YOUR TASK » Set every entry down again, unchanged, picture-free.

(Spatial localization data)
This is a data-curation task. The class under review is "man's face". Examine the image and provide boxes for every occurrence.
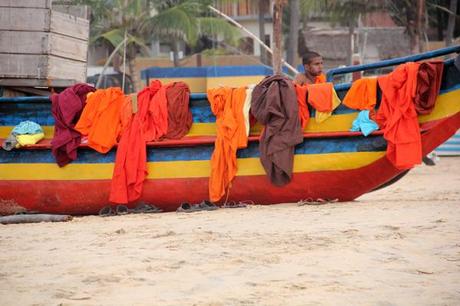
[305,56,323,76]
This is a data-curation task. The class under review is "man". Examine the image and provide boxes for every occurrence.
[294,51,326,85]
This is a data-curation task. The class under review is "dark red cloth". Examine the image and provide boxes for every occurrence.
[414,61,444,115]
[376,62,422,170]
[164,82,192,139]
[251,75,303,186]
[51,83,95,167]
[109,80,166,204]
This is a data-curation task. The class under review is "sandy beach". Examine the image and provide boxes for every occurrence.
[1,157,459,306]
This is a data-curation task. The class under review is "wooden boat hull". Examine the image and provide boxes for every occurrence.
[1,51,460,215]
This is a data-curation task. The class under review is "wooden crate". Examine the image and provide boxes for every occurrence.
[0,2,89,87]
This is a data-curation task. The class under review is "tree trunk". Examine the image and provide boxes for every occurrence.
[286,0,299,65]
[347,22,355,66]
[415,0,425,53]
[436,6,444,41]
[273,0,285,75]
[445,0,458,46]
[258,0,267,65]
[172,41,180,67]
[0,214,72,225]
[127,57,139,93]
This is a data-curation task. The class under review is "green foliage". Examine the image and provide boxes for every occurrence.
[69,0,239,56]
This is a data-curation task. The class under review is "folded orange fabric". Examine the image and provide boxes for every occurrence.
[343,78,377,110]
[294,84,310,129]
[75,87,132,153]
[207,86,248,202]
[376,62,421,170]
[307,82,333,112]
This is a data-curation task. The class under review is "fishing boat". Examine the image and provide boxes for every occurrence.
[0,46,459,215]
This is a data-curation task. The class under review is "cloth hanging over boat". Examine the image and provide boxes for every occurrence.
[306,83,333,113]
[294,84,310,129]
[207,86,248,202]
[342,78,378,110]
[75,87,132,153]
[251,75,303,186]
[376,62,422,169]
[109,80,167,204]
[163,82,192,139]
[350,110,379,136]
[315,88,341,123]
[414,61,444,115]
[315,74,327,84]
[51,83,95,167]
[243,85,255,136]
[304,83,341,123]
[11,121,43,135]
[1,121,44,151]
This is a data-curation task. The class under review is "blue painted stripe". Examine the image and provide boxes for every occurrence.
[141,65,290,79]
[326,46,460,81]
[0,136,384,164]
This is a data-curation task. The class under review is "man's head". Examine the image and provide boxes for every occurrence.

COMPLETED TASK »
This is a data-curation task. The class under review is "man's face". Examine the image and provide boxes for every occurrence.
[305,56,323,76]
This is a data-curation task. The class under review is "man". Examine the image and provide boxes for every occurrence.
[294,51,326,85]
This is a data-curation task. The class under review is "dark red cloth". Examine the image and provide boxes for every occurrence.
[414,61,444,115]
[376,62,422,170]
[164,82,192,139]
[251,75,303,186]
[51,83,95,167]
[109,80,166,204]
This is a data-curation task. The class under review is "sandy beach". Examine the image and provide boxes for every occurrence.
[1,157,459,306]
This is a data-curation task. The class under review is "wooden boat hull". Examine the image and provide boxes for every occurrence.
[1,51,460,215]
This is a data-curation task. The class under review is "wooden crate". Examine the image and provide boxes for every occurrence.
[0,2,89,87]
This is a data-curation task. The class under review is "tree trunk". Examine the image and provide boxes for every occurrence.
[286,0,299,65]
[347,22,355,66]
[415,0,425,53]
[436,6,444,41]
[273,0,285,75]
[445,0,458,46]
[258,0,267,65]
[172,41,180,67]
[0,214,72,225]
[127,57,139,93]
This is a data-curation task. The class under review is "green foliage". Examine the image and provide boxes for every occurrence.
[69,0,239,56]
This is a data-curation task. The class under review is "folded orange fabric". Examine the image and provide boxes for every occurrence.
[343,78,377,110]
[294,84,310,129]
[75,87,132,153]
[207,86,248,202]
[376,62,421,170]
[307,82,333,112]
This is a data-curation task. The class under review is "fishing boat". Examine the image and provide boxes for every occurrence.
[0,46,459,215]
This is a data-curation task. The class under review is "cloth hanging over boat". Examine the image and provide boxes for every occurrence.
[306,83,333,113]
[294,84,310,129]
[207,86,248,202]
[342,78,378,110]
[75,87,132,153]
[251,75,303,186]
[376,62,422,169]
[109,80,167,204]
[163,82,192,139]
[350,110,379,136]
[315,88,341,123]
[414,61,444,115]
[315,74,327,84]
[51,83,95,167]
[243,85,255,136]
[304,83,341,123]
[11,121,43,135]
[1,121,44,151]
This is a data-curation task. The class under review is "blue painted stripe". Examine the image and provide boxes for every occurrence.
[141,65,290,79]
[326,46,460,81]
[0,136,384,164]
This is a data-curation task. The class under review is "man's head". Examine the image and provide boxes for every occurrence.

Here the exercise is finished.